**DIRECTIONS FOR THIS TASK**
In the listing below, find each line that holds the string "chimney" and copy it.

___ TASK INPUTS

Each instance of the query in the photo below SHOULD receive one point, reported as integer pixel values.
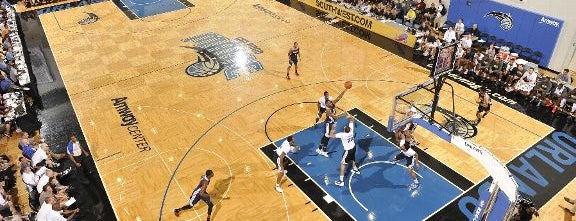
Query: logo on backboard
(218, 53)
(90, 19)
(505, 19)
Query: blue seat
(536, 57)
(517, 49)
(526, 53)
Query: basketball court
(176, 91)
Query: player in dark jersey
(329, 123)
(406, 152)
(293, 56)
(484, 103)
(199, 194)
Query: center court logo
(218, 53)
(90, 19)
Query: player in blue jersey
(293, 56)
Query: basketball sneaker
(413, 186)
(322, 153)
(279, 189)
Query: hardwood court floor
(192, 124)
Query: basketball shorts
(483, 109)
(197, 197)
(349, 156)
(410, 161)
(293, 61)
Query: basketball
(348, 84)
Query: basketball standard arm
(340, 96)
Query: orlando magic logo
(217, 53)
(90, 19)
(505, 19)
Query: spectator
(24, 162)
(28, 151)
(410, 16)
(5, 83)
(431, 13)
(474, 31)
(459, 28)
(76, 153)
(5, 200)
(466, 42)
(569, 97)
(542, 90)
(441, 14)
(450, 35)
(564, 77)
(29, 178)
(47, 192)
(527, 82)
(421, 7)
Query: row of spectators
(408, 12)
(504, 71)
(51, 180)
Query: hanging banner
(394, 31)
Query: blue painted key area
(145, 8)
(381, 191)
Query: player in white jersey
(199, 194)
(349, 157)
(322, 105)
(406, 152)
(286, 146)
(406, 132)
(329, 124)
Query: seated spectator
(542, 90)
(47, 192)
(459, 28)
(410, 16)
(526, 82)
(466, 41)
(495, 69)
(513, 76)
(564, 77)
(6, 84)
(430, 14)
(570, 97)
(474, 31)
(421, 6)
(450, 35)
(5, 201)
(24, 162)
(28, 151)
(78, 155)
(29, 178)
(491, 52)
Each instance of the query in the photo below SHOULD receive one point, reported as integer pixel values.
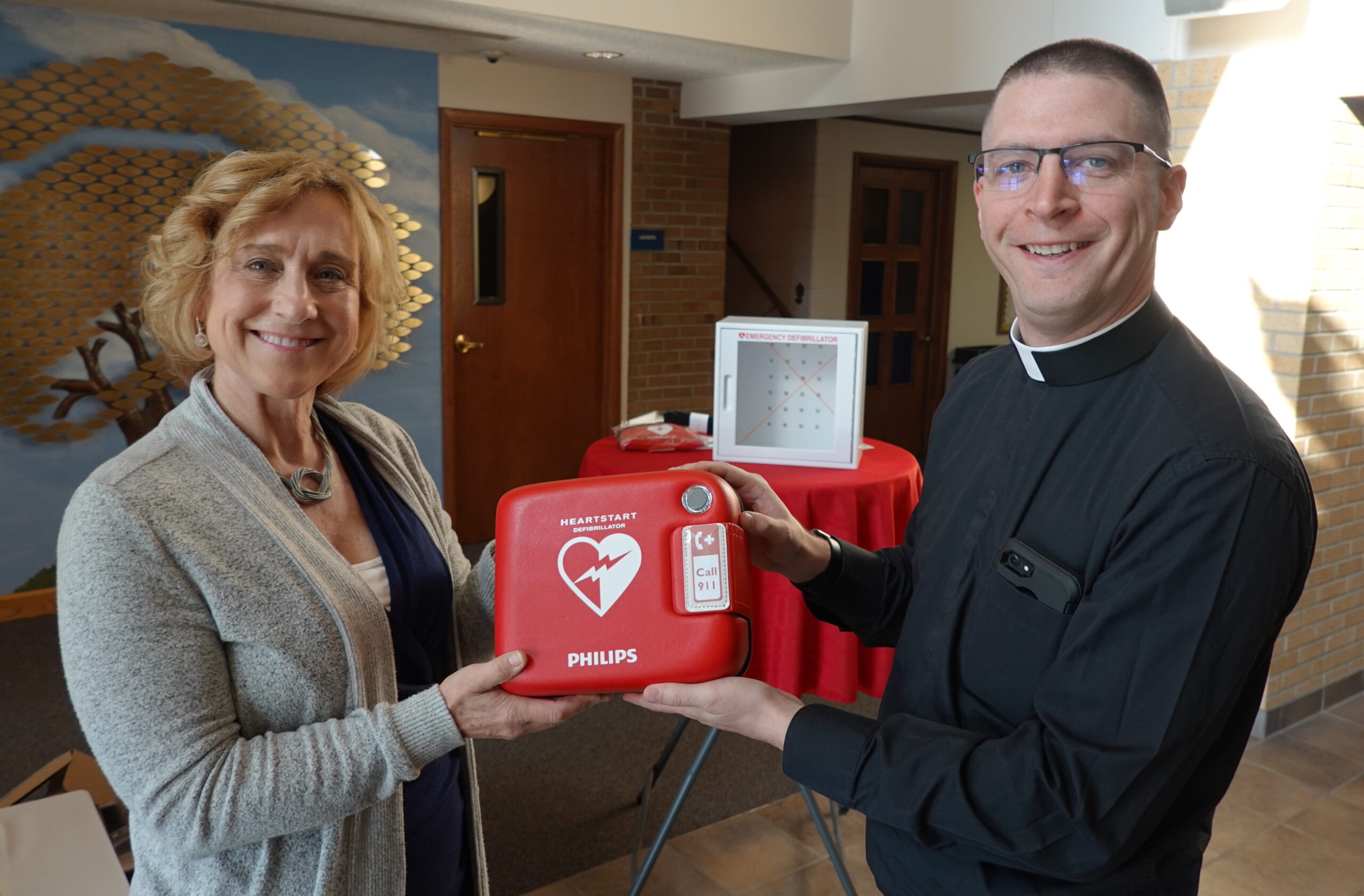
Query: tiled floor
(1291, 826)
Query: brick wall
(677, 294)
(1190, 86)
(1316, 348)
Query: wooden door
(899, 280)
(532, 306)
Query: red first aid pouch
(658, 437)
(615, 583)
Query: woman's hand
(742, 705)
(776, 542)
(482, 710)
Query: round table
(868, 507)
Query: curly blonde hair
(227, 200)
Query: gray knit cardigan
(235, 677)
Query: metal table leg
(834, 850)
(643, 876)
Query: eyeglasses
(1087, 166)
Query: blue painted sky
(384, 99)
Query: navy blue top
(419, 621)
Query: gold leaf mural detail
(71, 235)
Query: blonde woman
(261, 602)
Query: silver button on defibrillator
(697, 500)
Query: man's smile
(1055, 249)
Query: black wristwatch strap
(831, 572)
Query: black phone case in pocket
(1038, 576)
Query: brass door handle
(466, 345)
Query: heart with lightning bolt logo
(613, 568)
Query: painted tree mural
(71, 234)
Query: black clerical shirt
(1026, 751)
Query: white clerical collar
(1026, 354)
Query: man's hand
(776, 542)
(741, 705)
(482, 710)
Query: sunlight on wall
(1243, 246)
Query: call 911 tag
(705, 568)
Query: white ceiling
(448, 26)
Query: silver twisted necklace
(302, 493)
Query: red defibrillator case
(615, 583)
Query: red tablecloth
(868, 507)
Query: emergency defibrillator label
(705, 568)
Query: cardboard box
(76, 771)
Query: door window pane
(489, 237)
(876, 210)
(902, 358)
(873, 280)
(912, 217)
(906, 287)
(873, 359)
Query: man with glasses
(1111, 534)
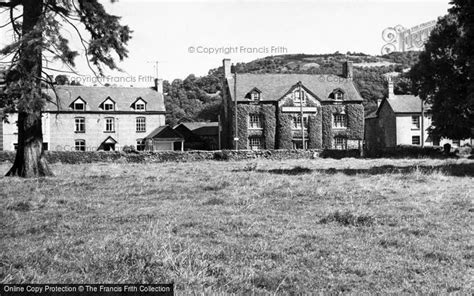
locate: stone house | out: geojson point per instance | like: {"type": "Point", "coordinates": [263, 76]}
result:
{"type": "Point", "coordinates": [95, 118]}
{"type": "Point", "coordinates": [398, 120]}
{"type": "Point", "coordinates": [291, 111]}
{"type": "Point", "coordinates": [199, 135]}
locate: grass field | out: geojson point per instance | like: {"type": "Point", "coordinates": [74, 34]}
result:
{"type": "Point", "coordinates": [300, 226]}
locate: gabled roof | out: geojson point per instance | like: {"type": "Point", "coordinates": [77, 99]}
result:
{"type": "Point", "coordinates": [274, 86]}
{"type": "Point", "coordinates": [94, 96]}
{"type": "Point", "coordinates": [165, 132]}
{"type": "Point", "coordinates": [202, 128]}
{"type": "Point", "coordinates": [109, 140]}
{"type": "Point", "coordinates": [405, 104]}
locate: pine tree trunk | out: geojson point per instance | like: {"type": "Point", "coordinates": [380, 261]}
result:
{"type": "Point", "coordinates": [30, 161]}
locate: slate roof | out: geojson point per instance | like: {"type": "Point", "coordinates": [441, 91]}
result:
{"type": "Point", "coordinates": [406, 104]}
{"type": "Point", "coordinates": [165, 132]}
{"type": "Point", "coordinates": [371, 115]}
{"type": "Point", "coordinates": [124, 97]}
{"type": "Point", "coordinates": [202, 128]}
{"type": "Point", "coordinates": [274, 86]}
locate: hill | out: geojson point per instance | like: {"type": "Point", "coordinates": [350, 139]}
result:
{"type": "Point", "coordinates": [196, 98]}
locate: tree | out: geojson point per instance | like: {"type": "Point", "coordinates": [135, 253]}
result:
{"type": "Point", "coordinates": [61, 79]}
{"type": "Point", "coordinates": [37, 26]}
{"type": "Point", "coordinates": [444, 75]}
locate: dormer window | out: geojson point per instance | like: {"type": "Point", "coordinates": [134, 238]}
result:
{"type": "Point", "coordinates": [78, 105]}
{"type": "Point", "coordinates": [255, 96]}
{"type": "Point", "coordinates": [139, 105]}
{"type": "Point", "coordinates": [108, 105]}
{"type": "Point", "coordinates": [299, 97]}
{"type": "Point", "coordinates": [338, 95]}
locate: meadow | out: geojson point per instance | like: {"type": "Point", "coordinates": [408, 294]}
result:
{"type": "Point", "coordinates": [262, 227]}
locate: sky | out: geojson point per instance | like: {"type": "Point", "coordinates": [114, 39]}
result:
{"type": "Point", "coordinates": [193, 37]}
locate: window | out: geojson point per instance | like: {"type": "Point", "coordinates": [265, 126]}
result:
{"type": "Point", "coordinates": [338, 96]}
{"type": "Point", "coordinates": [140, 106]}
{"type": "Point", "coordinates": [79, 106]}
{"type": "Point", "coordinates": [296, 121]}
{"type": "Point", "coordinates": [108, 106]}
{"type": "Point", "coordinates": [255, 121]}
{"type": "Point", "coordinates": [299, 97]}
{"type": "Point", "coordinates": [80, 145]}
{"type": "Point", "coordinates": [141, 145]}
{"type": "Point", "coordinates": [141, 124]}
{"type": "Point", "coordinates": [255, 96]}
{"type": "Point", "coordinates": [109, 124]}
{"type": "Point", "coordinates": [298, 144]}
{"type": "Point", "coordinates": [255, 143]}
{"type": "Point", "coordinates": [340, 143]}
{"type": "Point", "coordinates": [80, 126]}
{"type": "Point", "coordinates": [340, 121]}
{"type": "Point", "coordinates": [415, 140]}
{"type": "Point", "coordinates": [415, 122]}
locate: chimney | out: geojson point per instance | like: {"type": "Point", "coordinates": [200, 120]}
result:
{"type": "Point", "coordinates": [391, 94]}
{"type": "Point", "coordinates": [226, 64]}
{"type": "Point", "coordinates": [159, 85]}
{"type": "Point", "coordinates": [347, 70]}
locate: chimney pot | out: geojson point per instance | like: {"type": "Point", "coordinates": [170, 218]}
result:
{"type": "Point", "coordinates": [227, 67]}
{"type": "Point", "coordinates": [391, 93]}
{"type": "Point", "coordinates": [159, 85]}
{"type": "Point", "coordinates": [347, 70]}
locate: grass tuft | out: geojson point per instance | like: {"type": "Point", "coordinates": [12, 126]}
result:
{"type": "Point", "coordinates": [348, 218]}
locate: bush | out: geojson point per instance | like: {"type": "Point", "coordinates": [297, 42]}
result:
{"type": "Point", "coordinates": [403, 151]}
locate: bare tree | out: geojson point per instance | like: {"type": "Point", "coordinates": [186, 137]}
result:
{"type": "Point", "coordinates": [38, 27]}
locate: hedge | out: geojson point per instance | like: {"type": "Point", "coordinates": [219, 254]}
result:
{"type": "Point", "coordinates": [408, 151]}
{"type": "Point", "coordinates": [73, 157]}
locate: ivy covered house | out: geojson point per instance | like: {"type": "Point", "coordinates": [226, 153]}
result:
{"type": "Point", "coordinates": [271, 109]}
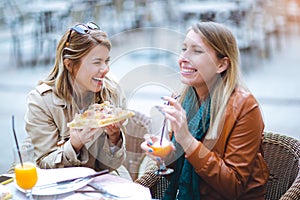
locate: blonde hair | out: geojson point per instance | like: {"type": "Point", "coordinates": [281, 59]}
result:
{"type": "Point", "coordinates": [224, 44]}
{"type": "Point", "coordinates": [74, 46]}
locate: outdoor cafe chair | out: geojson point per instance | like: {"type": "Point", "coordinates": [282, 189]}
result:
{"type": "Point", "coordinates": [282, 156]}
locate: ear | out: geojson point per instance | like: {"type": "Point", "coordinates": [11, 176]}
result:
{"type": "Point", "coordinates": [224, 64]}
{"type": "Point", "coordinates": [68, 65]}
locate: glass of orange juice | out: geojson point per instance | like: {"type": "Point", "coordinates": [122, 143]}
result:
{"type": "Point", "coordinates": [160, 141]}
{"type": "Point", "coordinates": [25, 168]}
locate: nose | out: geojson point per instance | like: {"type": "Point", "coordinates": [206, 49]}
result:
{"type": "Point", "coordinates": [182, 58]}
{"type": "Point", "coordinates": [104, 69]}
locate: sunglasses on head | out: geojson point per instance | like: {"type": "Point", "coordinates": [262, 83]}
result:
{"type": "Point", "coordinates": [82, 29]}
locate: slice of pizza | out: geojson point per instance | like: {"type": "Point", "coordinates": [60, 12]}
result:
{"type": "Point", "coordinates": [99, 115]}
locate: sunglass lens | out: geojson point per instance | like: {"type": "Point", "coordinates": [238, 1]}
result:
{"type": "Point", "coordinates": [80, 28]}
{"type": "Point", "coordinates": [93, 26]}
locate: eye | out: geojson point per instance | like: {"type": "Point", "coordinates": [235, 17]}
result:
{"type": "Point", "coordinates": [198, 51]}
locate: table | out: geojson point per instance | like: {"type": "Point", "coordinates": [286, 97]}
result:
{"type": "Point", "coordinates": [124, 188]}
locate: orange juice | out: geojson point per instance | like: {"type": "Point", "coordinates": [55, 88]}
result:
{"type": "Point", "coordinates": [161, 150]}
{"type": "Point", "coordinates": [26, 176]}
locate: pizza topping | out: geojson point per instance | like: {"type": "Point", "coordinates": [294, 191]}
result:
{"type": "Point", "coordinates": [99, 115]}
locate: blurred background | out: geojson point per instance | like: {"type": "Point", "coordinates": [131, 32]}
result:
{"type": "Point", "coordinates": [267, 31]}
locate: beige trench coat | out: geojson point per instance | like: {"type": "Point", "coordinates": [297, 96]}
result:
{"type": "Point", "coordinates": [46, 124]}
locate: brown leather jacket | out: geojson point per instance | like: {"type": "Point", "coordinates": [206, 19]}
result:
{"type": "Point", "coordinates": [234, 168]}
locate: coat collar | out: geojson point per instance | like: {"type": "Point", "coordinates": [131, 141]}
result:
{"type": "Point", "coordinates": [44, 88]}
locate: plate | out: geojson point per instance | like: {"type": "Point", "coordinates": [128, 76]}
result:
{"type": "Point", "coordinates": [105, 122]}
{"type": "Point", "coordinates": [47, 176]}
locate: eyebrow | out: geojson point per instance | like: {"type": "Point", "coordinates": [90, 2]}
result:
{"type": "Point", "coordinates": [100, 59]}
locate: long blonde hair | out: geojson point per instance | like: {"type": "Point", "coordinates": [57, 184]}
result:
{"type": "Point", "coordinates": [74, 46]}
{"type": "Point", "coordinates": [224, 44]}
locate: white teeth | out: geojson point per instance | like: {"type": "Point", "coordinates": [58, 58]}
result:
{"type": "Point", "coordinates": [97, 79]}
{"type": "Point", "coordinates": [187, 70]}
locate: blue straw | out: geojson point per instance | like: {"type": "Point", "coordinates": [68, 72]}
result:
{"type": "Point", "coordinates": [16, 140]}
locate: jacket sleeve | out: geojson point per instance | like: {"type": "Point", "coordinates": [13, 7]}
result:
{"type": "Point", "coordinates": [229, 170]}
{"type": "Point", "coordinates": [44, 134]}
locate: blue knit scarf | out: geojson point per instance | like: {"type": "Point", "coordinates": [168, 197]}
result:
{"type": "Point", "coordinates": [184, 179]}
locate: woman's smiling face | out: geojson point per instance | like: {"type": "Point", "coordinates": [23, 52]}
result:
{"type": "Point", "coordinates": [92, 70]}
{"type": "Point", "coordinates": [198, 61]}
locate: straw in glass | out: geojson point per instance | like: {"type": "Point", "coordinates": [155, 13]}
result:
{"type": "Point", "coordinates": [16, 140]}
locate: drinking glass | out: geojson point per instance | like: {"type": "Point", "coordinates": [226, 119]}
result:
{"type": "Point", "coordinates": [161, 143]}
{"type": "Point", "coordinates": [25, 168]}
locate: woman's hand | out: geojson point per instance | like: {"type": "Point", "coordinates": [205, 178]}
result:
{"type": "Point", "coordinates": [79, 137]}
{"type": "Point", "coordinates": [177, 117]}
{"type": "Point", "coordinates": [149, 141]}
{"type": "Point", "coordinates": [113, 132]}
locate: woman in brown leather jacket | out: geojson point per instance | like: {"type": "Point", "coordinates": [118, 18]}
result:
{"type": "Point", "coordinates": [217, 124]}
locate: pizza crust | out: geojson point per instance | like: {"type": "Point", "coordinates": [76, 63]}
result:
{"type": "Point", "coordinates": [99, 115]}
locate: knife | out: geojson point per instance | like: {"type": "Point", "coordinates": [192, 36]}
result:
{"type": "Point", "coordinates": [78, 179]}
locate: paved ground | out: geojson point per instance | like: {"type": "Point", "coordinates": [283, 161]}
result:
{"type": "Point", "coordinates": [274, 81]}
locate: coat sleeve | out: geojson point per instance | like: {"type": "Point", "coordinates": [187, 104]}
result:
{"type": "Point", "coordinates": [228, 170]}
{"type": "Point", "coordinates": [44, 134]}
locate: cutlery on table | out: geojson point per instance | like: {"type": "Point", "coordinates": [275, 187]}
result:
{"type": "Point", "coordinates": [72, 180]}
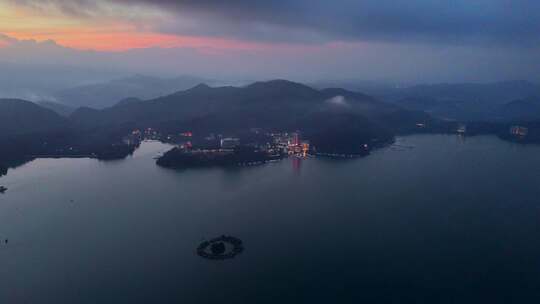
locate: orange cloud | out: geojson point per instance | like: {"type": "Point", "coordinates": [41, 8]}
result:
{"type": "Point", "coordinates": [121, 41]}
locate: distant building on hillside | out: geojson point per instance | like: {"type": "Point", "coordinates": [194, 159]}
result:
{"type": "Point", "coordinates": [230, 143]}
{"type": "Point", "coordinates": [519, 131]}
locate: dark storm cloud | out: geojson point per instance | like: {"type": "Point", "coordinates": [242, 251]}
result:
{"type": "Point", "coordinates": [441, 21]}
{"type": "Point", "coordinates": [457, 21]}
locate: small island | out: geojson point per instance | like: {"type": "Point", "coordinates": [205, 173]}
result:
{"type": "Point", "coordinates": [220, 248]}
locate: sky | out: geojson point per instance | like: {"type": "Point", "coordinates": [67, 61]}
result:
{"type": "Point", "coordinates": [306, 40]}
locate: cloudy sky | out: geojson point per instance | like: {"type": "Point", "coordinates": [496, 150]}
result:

______

**EXERCISE RESULT**
locate: chimney | out: geojson point per instance | like: {"type": "Point", "coordinates": [200, 120]}
locate: chimney pot | out: geojson point per instance | like: {"type": "Point", "coordinates": [170, 218]}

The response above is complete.